> _Your goal_: Rewrite all the rows below as a numbered list, one line per item, and leave out any blank lines.

[BEGIN Records for this exercise]

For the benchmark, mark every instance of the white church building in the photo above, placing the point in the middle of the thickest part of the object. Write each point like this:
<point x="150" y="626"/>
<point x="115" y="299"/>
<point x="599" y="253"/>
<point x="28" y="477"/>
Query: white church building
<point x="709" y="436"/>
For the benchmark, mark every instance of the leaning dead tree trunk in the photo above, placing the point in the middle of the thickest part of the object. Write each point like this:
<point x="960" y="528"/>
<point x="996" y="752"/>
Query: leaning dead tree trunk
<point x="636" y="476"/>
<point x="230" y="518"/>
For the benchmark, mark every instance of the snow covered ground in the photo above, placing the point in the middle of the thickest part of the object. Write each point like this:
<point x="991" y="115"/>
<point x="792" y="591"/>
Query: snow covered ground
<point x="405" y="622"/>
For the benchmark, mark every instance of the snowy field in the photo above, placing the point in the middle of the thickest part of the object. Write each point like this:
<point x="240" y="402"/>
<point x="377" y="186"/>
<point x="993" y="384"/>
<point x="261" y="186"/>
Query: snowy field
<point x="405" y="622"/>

[END Records for this exercise]

> _Result of the task_:
1. For the benchmark, mark every instance of the white church building in the photo above, placing the point in the middle of the thickest part of the object. Write each point like this:
2. <point x="150" y="626"/>
3. <point x="115" y="299"/>
4. <point x="599" y="253"/>
5. <point x="28" y="477"/>
6. Query: white church building
7. <point x="709" y="436"/>
8. For the benchmark, mark every instance of the leaning dead tree trunk in the photo above, placing the point in the middle of the thickest part of the object. Write each point like this:
9. <point x="960" y="528"/>
10. <point x="996" y="752"/>
11. Query: leaning dead tree trunk
12. <point x="636" y="476"/>
13. <point x="230" y="518"/>
14. For the benchmark, mark every instance of the snow covered ground in the photo above, placing the point in the middle of the thickest part of the object. Write each point like this:
15. <point x="991" y="115"/>
16. <point x="792" y="591"/>
17. Query: snow covered ground
18. <point x="405" y="622"/>
19. For the benchmark, mark every instance of the snowy field in the photo above, placing the point in the middle of the thickest part of the object. Write each point like this:
20. <point x="240" y="402"/>
21. <point x="377" y="186"/>
22. <point x="993" y="384"/>
23. <point x="261" y="186"/>
24. Query: snowy field
25. <point x="405" y="622"/>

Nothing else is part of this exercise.